### EXERCISE TEXT ###

L929 cell adhesion and morphology was monitored with an inverted microscope, equipped with a phase contrast filter (Axiovert 40C, Zeiss, Jena, Germany). After an incubation time of 48 hours, adherent cells were fixed (4 wt% paraformaldehyde, Sigma-Aldrich, Steinheim, Germany), permeabilized (0.5 wt% Triton X-100, Fluka, Sigma-Aldrich, Steinheim, Germany) and blocked (5 wt% bovine serum albumin, fraction V, Merck Millipore, Darmstadt, Germany). Cytoskeletal filamentous F-actin was stained with AlexaFluor555 conjugated phalloidin (Life Technologies GmbH, Darmstadt, Germany). Cytoskeletal vinculin - as part of focal adhesion complexes - was labelled with a monoclonal mouse anti-human vinculin primary-antibody (clone hVIN-1, Sigma-Aldrich, Steinheim, Germany) and goat anti-mouse Cy2 conjugated secondary-antibody (Jackson ImmunoResearch, Newmarket, Suffolk, UK). Polymer networks were fixed on glass microscope slides and embedded in Mowiol® 4–88 (Polyscience Inc, Eppelheim, Germany). Microscopic evaluation of all immunocytochemically labeled samples was performed with a confocal laser scanning microscope.

Viability of the adherent cells was accessed with a life / dead cell assay [2, 3]. Cells were treated with a fluorescein diacetate (FDA, 25μg·mL^-1, Life Technologies GmbH, Darmstadt, Germany) and propidium iodide (PI, 2μg·mL^-1, Life Technologies GmbH, Darmstadt, Germany) supplemented staining medium for 5 minutes at 37°C in a humidified atmosphere and immediately analyzed microscopically. Viable cells (FDA positive) and apoptotic or dead cells (PI positive) were visualized with CLSM.

### INFORMATION SUPPLIED ###

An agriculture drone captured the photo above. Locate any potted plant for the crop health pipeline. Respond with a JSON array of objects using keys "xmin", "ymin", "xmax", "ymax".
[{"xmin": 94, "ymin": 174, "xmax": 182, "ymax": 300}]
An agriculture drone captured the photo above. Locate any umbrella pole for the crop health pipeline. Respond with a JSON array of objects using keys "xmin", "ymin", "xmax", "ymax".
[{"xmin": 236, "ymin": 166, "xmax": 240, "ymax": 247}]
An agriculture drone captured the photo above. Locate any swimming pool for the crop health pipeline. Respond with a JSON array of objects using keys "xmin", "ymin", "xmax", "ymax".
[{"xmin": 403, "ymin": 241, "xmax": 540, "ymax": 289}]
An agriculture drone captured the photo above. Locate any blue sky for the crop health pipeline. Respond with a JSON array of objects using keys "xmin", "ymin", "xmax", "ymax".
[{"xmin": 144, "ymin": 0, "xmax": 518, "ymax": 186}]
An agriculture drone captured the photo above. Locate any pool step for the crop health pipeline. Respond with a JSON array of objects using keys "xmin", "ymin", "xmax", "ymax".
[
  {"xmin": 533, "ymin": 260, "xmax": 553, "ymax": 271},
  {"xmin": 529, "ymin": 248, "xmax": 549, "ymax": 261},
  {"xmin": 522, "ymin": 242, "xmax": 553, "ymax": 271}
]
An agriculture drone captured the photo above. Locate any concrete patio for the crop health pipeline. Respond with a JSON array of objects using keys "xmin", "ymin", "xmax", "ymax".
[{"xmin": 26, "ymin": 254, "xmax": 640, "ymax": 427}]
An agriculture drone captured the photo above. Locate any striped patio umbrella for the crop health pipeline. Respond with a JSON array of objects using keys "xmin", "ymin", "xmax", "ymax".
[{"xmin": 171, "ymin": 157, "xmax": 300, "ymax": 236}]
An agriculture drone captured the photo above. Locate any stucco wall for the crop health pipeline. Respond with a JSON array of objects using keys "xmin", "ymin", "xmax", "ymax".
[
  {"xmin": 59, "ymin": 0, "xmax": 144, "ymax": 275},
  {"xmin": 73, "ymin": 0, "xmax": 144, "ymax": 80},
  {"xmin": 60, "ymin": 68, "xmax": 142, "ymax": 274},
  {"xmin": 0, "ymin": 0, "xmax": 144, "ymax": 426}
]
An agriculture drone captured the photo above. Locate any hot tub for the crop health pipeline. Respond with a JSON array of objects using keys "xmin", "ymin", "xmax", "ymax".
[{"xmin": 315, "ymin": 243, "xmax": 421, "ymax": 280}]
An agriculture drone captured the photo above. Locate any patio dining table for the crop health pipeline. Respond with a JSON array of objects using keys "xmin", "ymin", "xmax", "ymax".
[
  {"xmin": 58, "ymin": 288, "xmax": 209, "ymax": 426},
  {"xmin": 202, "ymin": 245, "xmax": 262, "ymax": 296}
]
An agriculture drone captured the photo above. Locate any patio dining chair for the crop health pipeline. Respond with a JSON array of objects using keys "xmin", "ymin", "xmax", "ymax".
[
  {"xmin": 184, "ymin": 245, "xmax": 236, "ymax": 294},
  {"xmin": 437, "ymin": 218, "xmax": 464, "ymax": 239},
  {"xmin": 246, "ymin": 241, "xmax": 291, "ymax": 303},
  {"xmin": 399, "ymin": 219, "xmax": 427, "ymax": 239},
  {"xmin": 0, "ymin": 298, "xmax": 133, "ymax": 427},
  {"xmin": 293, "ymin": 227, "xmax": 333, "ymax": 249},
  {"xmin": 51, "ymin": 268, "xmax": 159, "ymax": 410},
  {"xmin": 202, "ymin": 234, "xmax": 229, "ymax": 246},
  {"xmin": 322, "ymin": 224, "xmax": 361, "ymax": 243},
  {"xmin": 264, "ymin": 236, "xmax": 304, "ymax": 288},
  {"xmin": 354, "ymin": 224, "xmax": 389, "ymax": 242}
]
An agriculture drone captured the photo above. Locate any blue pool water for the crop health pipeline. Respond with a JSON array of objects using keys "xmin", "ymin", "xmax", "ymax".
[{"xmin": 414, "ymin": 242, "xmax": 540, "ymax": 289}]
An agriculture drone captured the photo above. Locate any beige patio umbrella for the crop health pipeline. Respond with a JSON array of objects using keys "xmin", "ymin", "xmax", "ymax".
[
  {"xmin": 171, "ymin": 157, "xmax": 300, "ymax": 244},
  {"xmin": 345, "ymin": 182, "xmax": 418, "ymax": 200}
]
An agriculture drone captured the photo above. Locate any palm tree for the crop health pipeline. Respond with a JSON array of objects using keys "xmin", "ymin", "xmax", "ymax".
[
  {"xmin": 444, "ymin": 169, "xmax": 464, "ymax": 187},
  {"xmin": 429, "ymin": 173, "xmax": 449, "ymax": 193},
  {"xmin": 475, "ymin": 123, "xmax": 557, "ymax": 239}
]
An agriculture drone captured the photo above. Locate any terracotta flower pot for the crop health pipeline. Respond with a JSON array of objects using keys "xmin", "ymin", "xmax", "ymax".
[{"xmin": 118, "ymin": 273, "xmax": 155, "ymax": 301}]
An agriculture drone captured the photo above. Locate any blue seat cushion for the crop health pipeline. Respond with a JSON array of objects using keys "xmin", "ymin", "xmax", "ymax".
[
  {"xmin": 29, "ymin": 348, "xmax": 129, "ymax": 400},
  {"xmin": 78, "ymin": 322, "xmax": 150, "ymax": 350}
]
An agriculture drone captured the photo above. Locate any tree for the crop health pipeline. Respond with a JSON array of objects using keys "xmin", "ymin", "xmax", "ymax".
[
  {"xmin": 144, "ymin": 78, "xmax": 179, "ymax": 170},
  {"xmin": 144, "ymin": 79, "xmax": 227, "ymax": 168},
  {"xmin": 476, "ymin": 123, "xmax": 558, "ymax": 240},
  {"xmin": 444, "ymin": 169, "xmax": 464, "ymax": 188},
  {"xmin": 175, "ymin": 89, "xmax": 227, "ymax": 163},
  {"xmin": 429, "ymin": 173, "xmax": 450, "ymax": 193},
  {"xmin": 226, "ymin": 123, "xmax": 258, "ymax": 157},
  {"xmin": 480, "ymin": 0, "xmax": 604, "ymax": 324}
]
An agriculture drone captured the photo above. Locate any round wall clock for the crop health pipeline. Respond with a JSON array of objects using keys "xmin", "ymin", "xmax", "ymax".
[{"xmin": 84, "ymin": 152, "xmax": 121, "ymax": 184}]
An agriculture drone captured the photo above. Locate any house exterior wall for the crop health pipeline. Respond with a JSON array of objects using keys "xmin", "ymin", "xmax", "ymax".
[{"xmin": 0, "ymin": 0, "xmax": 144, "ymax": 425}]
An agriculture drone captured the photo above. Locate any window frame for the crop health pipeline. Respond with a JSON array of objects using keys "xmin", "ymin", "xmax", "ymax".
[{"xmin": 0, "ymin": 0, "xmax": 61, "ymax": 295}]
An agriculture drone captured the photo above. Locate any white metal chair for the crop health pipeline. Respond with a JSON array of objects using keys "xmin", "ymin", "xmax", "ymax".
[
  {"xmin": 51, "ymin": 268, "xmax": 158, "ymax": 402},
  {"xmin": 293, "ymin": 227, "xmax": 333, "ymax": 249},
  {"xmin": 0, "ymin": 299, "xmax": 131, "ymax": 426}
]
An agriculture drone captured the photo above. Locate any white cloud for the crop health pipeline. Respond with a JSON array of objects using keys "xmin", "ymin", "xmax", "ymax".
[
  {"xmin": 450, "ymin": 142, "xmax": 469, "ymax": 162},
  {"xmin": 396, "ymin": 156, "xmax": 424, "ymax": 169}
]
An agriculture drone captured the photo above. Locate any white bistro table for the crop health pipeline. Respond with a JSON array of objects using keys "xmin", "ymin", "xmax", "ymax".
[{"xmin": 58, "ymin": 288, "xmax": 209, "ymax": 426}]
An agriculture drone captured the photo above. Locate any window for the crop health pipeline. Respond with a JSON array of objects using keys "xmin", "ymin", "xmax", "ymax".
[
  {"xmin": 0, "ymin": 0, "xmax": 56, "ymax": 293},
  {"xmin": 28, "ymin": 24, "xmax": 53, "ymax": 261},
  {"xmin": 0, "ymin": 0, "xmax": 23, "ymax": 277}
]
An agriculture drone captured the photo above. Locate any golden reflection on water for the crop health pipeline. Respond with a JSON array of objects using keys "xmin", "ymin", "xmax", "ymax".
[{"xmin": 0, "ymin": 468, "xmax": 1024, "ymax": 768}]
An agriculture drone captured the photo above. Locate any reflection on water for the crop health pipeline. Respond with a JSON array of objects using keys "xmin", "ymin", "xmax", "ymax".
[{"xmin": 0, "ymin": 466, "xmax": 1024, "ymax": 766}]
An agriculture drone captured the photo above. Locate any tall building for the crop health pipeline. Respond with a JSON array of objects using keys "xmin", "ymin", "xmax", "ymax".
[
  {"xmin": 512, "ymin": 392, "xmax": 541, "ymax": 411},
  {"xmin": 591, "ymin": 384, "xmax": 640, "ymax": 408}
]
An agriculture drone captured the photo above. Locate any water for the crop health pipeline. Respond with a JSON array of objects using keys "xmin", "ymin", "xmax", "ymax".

###

▸ **DIRECTIONS**
Quote the cell staining methods text in full, word for word.

▸ **EXERCISE SOLUTION**
L929 cell adhesion and morphology was monitored with an inverted microscope, equipped with a phase contrast filter (Axiovert 40C, Zeiss, Jena, Germany). After an incubation time of 48 hours, adherent cells were fixed (4 wt% paraformaldehyde, Sigma-Aldrich, Steinheim, Germany), permeabilized (0.5 wt% Triton X-100, Fluka, Sigma-Aldrich, Steinheim, Germany) and blocked (5 wt% bovine serum albumin, fraction V, Merck Millipore, Darmstadt, Germany). Cytoskeletal filamentous F-actin was stained with AlexaFluor555 conjugated phalloidin (Life Technologies GmbH, Darmstadt, Germany). Cytoskeletal vinculin - as part of focal adhesion complexes - was labelled with a monoclonal mouse anti-human vinculin primary-antibody (clone hVIN-1, Sigma-Aldrich, Steinheim, Germany) and goat anti-mouse Cy2 conjugated secondary-antibody (Jackson ImmunoResearch, Newmarket, Suffolk, UK). Polymer networks were fixed on glass microscope slides and embedded in Mowiol® 4–88 (Polyscience Inc, Eppelheim, Germany). Microscopic evaluation of all immunocytochemically labeled samples was performed with a confocal laser scanning microscope.

Viability of the adherent cells was accessed with a life / dead cell assay [2, 3]. Cells were treated with a fluorescein diacetate (FDA, 25μg·mL^-1, Life Technologies GmbH, Darmstadt, Germany) and propidium iodide (PI, 2μg·mL^-1, Life Technologies GmbH, Darmstadt, Germany) supplemented staining medium for 5 minutes at 37°C in a humidified atmosphere and immediately analyzed microscopically. Viable cells (FDA positive) and apoptotic or dead cells (PI positive) were visualized with CLSM.